» **Required actions**
**a.** Please copy the court opinion word for word, starting with "Hudnall applied for" and going on through "Jan 9, 2012).".
**b.** According to the court opinion, what is the first month in which Hudnall is eligible to receive SSI benefits?

» **Page extract**
________________
United States District Court, N.D. Indiana, Fort Wayne Division

August 9, 2017

ROY M. HUDNALL, Plaintiff,
COMMISSIONER OF SOCIAL SECURITY, sued as Nancy A. Berryhill, Acting Commissioner of SSA, [1]Defendant.


          Susan Collins, United States Magistrate Judge

         Plaintiff Roy M. Hudnall appeals to the district court from a final decision of the Commissioner of Social Security (“Commissioner”) denying his application under the Social Security Act (the “Act”) for Supplemental Security Income (“SSI”).[2] (DE 1). For the following reasons, the Commissioner's decision will be REVERSED, and the case will be REMANDED to the Commissioner for further proceedings in accordance with this Opinion and Order.


         Hudnall applied for SSI in September 2007, alleging disability as of January 27, 2007. (DE 12 Administrative Record (“AR”) 13, 190-93). SSI is not payable prior to the month following the month in which the application was filed. 20 C.F.R. § 416.335. Therefore, the first month in which Hudnall is eligible to receive SSI benefits is October 2007.

         Hudnall's application was denied by an administrative law judge in January 2010 after an administrative hearing. (AR 746-54). The Appeals Council denied review of Hudnall's claim in January 2011. (AR 760-64). Hudnall appealed the Commissioner's final decision to this Court, and in January 2012, pursuant to the parties' joint motion to remand, the Court remanded the case back to the Commissioner. See Hudnall v. Comm'r of Soc. Sec., No. 1:11-cv-00101-RBC (N.D. Ind. Jan 9, 2012).

         In September 2012, a second administrative law judge denied Hudnall's claim. (AR 775-86). After granting Hudnall's request for review, the Appeals Council remanded the case back to an administrative law judge in January 2014. (AR 795-800).
________________
» **Provided information**
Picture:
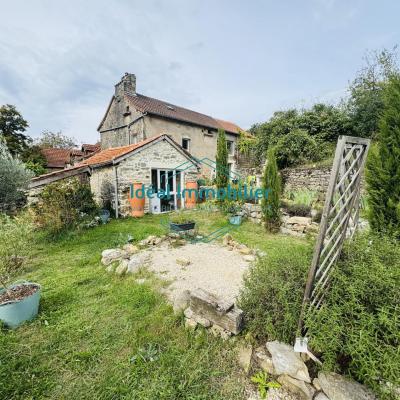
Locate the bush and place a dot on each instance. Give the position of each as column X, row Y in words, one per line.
column 15, row 243
column 296, row 148
column 64, row 205
column 357, row 328
column 273, row 292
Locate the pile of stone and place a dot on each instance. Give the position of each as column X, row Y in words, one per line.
column 222, row 318
column 252, row 212
column 288, row 368
column 298, row 226
column 248, row 254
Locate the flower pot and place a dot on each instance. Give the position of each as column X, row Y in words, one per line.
column 137, row 203
column 15, row 313
column 181, row 227
column 235, row 220
column 190, row 198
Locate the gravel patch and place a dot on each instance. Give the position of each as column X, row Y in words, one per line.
column 212, row 267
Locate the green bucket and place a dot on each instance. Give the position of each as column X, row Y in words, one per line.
column 15, row 313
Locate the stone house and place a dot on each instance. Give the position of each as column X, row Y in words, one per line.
column 132, row 117
column 157, row 161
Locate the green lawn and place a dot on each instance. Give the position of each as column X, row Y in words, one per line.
column 91, row 324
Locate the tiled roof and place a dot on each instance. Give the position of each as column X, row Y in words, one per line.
column 108, row 155
column 167, row 110
column 57, row 158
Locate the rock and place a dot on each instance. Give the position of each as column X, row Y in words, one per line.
column 111, row 255
column 299, row 220
column 264, row 360
column 337, row 387
column 130, row 248
column 249, row 258
column 110, row 268
column 227, row 239
column 286, row 361
column 302, row 389
column 244, row 357
column 321, row 396
column 316, row 384
column 122, row 268
column 190, row 323
column 181, row 301
column 184, row 261
column 245, row 251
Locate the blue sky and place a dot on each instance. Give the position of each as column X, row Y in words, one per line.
column 235, row 60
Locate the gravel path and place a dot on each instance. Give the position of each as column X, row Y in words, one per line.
column 212, row 267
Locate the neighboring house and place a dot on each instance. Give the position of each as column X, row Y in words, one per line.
column 156, row 161
column 132, row 117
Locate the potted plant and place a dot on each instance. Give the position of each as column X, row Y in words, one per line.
column 180, row 222
column 19, row 302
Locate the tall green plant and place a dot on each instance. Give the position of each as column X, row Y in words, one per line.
column 222, row 171
column 383, row 167
column 271, row 182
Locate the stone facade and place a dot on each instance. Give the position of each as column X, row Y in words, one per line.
column 136, row 168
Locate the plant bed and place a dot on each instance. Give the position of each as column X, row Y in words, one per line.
column 19, row 303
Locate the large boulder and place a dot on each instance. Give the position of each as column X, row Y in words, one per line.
column 337, row 387
column 286, row 361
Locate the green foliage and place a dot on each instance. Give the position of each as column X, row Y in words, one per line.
column 261, row 378
column 49, row 139
column 222, row 171
column 14, row 178
column 64, row 205
column 15, row 245
column 383, row 167
column 295, row 148
column 12, row 128
column 366, row 102
column 270, row 204
column 357, row 329
column 272, row 294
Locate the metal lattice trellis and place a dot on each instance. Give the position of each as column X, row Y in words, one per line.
column 339, row 217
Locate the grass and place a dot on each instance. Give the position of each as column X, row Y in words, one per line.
column 91, row 326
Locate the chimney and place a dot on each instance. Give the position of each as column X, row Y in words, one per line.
column 127, row 85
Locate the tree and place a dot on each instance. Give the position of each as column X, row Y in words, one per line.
column 14, row 178
column 222, row 171
column 271, row 181
column 366, row 103
column 12, row 128
column 383, row 166
column 57, row 140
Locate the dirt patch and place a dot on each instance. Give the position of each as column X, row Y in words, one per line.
column 211, row 267
column 18, row 293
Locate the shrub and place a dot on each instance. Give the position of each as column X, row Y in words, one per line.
column 273, row 292
column 383, row 172
column 64, row 205
column 296, row 148
column 357, row 328
column 300, row 210
column 272, row 181
column 15, row 243
column 14, row 178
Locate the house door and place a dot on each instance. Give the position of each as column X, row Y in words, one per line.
column 166, row 183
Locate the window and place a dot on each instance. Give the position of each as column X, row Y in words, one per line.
column 186, row 144
column 230, row 146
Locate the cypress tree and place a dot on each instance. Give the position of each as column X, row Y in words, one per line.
column 222, row 171
column 383, row 167
column 272, row 182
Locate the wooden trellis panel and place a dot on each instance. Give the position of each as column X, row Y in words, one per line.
column 339, row 217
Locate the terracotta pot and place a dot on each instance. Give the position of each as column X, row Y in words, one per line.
column 190, row 199
column 137, row 203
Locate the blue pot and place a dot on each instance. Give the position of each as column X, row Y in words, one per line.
column 15, row 313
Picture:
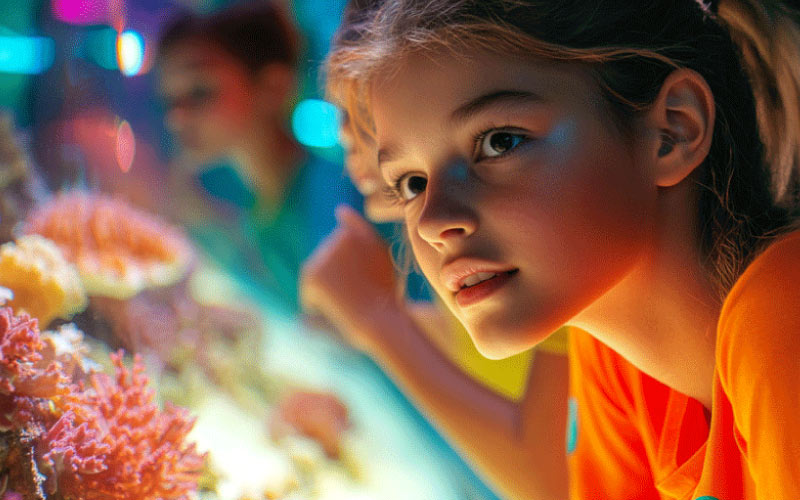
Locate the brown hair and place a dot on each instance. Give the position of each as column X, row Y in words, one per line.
column 747, row 50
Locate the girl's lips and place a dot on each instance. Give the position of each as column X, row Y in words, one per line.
column 473, row 294
column 459, row 272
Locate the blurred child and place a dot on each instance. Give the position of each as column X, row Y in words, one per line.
column 253, row 199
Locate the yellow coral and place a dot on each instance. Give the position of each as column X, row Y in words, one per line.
column 44, row 284
column 119, row 250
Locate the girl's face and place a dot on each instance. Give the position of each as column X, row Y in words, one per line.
column 522, row 201
column 210, row 99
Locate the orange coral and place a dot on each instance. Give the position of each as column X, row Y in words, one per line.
column 24, row 385
column 43, row 283
column 118, row 249
column 113, row 443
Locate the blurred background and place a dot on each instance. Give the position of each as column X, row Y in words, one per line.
column 79, row 88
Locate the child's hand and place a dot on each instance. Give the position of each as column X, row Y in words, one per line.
column 317, row 415
column 350, row 280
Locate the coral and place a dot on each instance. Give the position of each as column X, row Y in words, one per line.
column 43, row 283
column 113, row 442
column 25, row 386
column 118, row 249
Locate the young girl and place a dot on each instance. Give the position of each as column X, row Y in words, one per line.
column 629, row 168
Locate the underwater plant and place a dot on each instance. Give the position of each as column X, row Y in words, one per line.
column 113, row 442
column 43, row 283
column 119, row 250
column 26, row 387
column 103, row 438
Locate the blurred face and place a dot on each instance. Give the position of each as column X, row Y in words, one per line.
column 523, row 203
column 361, row 162
column 209, row 98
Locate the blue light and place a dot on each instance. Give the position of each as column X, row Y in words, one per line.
column 130, row 52
column 26, row 55
column 101, row 47
column 315, row 123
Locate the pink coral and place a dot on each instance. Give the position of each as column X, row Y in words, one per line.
column 25, row 385
column 114, row 443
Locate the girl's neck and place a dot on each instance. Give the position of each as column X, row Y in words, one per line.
column 662, row 317
column 269, row 160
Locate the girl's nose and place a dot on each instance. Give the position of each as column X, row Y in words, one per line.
column 448, row 215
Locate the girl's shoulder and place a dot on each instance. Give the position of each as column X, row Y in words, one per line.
column 758, row 333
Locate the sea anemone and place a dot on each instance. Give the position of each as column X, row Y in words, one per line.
column 43, row 283
column 113, row 443
column 26, row 387
column 119, row 250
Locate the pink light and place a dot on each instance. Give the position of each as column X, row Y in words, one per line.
column 126, row 146
column 81, row 11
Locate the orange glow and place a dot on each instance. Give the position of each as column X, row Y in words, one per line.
column 125, row 146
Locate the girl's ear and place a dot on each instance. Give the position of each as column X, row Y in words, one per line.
column 680, row 125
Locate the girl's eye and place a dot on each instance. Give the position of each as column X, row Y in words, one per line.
column 411, row 185
column 498, row 143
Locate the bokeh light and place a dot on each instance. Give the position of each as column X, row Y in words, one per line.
column 315, row 123
column 26, row 55
column 130, row 52
column 81, row 12
column 100, row 47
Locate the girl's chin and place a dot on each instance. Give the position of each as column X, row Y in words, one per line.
column 498, row 345
column 498, row 341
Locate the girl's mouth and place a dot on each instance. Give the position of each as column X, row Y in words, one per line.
column 481, row 285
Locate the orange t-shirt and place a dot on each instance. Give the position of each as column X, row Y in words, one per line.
column 631, row 437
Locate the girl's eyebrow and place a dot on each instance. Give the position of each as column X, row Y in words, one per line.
column 506, row 97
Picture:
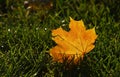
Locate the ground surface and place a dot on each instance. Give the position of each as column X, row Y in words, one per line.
column 25, row 40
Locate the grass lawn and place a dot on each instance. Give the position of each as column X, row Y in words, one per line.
column 25, row 40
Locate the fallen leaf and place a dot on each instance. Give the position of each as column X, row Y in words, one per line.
column 72, row 44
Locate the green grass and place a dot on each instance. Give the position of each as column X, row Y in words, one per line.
column 25, row 41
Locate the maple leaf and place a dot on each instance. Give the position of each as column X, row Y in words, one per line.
column 74, row 43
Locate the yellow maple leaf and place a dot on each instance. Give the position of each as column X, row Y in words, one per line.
column 74, row 43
________________
» **Solution set**
**a.**
Hudnall applied for SSI in September 2007, alleging disability as of January 27, 2007. (DE 12 Administrative Record (“AR”) 13, 190-93). SSI is not payable prior to the month following the month in which the application was filed. 20 C.F.R. § 416.335. Therefore, the first month in which Hudnall is eligible to receive SSI benefits is October 2007.

         Hudnall's application was denied by an administrative law judge in January 2010 after an administrative hearing. (AR 746-54). The Appeals Council denied review of Hudnall's claim in January 2011. (AR 760-64). Hudnall appealed the Commissioner's final decision to this Court, and in January 2012, pursuant to the parties' joint motion to remand, the Court remanded the case back to the Commissioner. See Hudnall v. Comm'r of Soc. Sec., No. 1:11-cv-00101-RBC (N.D. Ind. Jan 9, 2012).

**b.** October 2007